Entries from a dataset:
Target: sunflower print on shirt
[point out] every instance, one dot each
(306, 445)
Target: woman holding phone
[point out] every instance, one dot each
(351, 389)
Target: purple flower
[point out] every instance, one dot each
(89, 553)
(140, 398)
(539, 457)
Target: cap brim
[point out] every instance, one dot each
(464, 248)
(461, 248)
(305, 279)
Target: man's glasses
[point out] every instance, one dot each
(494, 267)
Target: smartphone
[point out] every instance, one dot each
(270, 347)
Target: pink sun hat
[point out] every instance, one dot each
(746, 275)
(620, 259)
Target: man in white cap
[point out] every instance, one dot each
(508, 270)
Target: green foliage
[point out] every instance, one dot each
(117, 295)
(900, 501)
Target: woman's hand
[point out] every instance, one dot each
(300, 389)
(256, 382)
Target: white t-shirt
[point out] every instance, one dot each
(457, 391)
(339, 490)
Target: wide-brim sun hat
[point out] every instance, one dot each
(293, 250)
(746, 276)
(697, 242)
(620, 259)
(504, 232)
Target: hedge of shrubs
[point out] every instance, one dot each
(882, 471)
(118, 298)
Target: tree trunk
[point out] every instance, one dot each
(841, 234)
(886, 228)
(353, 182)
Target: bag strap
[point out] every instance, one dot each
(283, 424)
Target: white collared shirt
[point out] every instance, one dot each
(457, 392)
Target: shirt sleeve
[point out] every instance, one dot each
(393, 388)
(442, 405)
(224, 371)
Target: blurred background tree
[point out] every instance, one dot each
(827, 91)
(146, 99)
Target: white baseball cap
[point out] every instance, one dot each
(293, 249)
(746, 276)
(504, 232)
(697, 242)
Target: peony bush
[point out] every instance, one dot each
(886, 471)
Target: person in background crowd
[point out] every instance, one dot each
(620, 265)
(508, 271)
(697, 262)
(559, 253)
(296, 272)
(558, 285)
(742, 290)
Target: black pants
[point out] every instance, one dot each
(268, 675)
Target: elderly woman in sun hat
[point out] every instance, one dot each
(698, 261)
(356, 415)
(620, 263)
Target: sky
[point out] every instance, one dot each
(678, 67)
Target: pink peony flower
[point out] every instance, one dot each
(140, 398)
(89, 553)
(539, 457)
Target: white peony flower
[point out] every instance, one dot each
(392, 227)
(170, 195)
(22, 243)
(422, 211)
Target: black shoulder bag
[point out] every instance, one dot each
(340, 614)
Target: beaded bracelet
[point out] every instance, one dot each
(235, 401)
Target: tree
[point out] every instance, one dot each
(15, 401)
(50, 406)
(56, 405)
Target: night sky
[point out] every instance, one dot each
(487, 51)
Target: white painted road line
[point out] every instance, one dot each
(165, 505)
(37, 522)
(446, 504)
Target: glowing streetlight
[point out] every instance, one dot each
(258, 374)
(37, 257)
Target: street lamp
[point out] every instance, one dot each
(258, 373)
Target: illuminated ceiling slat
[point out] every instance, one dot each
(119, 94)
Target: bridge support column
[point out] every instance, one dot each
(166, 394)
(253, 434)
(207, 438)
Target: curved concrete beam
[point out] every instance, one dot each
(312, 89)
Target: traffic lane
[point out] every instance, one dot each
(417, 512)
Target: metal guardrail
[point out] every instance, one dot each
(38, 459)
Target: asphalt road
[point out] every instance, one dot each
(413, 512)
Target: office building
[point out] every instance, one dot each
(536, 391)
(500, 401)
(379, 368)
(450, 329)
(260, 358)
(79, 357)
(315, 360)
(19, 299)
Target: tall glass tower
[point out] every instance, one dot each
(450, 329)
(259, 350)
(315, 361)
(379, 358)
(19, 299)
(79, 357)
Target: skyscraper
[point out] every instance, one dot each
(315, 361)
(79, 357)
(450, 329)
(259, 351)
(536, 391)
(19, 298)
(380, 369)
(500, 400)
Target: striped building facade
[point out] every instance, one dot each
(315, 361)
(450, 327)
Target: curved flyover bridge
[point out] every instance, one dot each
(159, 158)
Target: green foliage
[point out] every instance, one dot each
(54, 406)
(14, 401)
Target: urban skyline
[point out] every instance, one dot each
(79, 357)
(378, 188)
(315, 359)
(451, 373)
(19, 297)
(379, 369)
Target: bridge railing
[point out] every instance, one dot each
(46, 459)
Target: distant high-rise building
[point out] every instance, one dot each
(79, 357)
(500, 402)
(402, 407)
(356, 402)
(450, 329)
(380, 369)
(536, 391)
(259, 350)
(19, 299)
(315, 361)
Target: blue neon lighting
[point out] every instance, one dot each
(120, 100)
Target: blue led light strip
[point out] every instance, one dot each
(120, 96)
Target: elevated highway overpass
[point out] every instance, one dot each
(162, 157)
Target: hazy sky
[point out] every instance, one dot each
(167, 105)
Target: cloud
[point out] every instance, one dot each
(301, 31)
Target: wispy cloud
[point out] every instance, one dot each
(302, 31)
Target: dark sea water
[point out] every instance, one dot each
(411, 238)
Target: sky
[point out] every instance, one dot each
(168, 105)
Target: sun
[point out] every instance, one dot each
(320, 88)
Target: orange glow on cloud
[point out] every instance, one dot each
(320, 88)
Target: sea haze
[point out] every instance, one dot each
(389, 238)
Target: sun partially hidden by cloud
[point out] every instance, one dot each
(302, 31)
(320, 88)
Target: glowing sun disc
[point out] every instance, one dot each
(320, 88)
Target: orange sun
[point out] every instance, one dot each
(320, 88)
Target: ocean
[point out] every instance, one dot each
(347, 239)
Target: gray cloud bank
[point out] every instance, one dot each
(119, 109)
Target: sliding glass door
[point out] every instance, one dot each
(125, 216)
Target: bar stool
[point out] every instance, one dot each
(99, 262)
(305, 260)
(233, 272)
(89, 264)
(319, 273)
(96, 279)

What is expected:
Copy every one of the records above, line for line, with no changes.

Correct output:
Target: sunflower print on shirt
[point out] every instance, one dot each
(306, 445)
Target: woman holding phone
[point out] every instance, one dot each
(351, 389)
Target: purple flower
[point out] every instance, one dot each
(89, 553)
(140, 398)
(539, 457)
Target: cap brim
[point out] every instance, one dot each
(464, 248)
(461, 248)
(305, 279)
Target: man's glasses
[point out] every instance, one dot each
(494, 267)
Target: smartphone
[point out] every instance, one dot each
(270, 347)
Target: pink sun hat
[point out] every instance, one dot each
(746, 275)
(620, 259)
Target: man in white cap
[point out] every instance, one dot each
(508, 270)
Target: green foliage
[point out] every instance, one dot each
(117, 295)
(900, 501)
Target: woman's hand
[point out] every instance, one dot each
(300, 389)
(256, 382)
Target: white t-shirt
[point out] every instance, one dot each
(457, 391)
(339, 490)
Target: wide-brim sun hat
[point out] every instance, one dot each
(293, 250)
(746, 276)
(697, 242)
(620, 259)
(504, 232)
Target: hedge of shrubs
[point out] every instance, one dot each
(882, 471)
(118, 298)
Target: tree trunk
[point out] every instance, one dot each
(841, 234)
(886, 228)
(353, 182)
Target: bag strap
[point out] every instance, one dot each
(283, 424)
Target: white collared shirt
[point out] every instance, one dot each
(457, 392)
Target: shirt sleeve
[point out] every instance, one dot each
(393, 388)
(442, 405)
(224, 371)
Target: blurred background tree
[point out] every instance, one dot each
(827, 91)
(146, 99)
Target: white baseball cap
[point out] every instance, one dot each
(293, 249)
(746, 276)
(504, 232)
(697, 242)
Target: peony bush
[point out] every instance, one dot each
(886, 471)
Target: person in background crowd
[point out] every instance, one dot each
(620, 265)
(508, 271)
(697, 262)
(559, 253)
(296, 272)
(558, 285)
(742, 290)
Target: black pants
[point out] every instance, one dot each
(268, 675)
Target: elderly woman in sun hat
[point out] every instance, one dot each
(698, 261)
(356, 415)
(620, 263)
Target: sky
[point out] every instance, one dot each
(678, 67)
Target: pink peony flower
[point out] every instance, one dot each
(140, 398)
(89, 553)
(539, 457)
Target: white peony flower
[point out] every instance, one dot each
(392, 227)
(170, 195)
(22, 243)
(422, 211)
Target: black shoulder bag
[point out] every instance, one dot each
(340, 614)
Target: beaded bracelet
[point out] every instance, one dot each
(235, 401)
Target: tree
[point out] every instance, one dot each
(15, 401)
(50, 406)
(56, 405)
Target: night sky
[point out] every instance, one dot each
(487, 51)
Target: white painted road line
[point out] every instance, one dot each
(165, 505)
(37, 522)
(446, 504)
Target: glowing streetlight
[point out] every instance, one dot each
(258, 374)
(37, 257)
Target: street lamp
[point out] every instance, one dot each
(258, 373)
Target: illuminated ceiling slat
[point out] every instance, one dot each
(119, 94)
Target: bridge support column
[point out] every instance, one dot each
(166, 394)
(253, 434)
(207, 438)
Target: curved concrete beam
[point out] every instance, one dot each
(312, 89)
Target: traffic lane
[point out] every instance, one dot each
(417, 512)
Target: metal guardrail
[point out] every instance, one dot each
(38, 459)
Target: asphalt road
[point out] every instance, one dot each
(413, 512)
Target: office building
[point out] every instance, one dot each
(536, 391)
(500, 401)
(379, 368)
(450, 329)
(260, 358)
(79, 357)
(315, 360)
(19, 299)
Target: tall glass tower
[point out] every instance, one dot each
(450, 329)
(259, 350)
(315, 361)
(379, 358)
(19, 299)
(79, 357)
Target: skyscraper
[point out] every instance, one dot each
(315, 361)
(79, 357)
(450, 329)
(259, 351)
(536, 391)
(19, 298)
(380, 369)
(500, 400)
Target: striped building facade
[point out] every instance, one dot each
(315, 361)
(450, 327)
Target: curved flyover bridge
[point out] every instance, one dot each
(159, 158)
Target: green foliage
[point out] every instance, one dot each
(54, 406)
(14, 401)
Target: urban skyline
[point out] every instance, one dot each
(79, 357)
(378, 188)
(315, 359)
(451, 373)
(19, 297)
(379, 369)
Target: bridge railing
[point out] every instance, one dot each
(46, 459)
Target: distant high-rise building
[point out] every instance, one dot each
(79, 357)
(500, 402)
(402, 407)
(356, 402)
(450, 329)
(380, 369)
(536, 391)
(259, 350)
(19, 299)
(315, 361)
Target: blue neon lighting
[point out] every instance, one dot each
(120, 100)
Target: blue led light strip
[point out] every instance, one dot each
(120, 96)
Target: elevated highway overpass
[point out] every instance, one dot each
(162, 157)
Target: hazy sky
[point out] every instance, one dot each
(167, 105)
Target: cloud
[point out] every instance, one dot each
(301, 31)
Target: wispy cloud
[point out] every instance, one dot each
(302, 31)
Target: dark sea water
[point out] every instance, one dot each
(411, 238)
Target: sky
[point out] every instance, one dot each
(168, 105)
Target: sun
[point out] every instance, one dot each
(320, 88)
Target: orange glow on cloud
[point out] every instance, one dot each
(320, 88)
Target: sea haze
[point out] every instance, one dot each
(389, 238)
Target: sun partially hidden by cloud
[point out] every instance, one dot each
(302, 31)
(320, 88)
Target: glowing sun disc
[point out] every instance, one dot each
(320, 88)
Target: orange sun
[point out] every instance, one dot each
(320, 88)
Target: ocean
[point out] every instance, one dot each
(347, 239)
Target: gray cloud bank
[point out] every instance, one dot each
(119, 109)
Target: sliding glass door
[point out] every instance, one dot each
(125, 216)
Target: bar stool
[point out] every instance, one dot each
(99, 262)
(305, 260)
(233, 272)
(89, 264)
(319, 273)
(96, 279)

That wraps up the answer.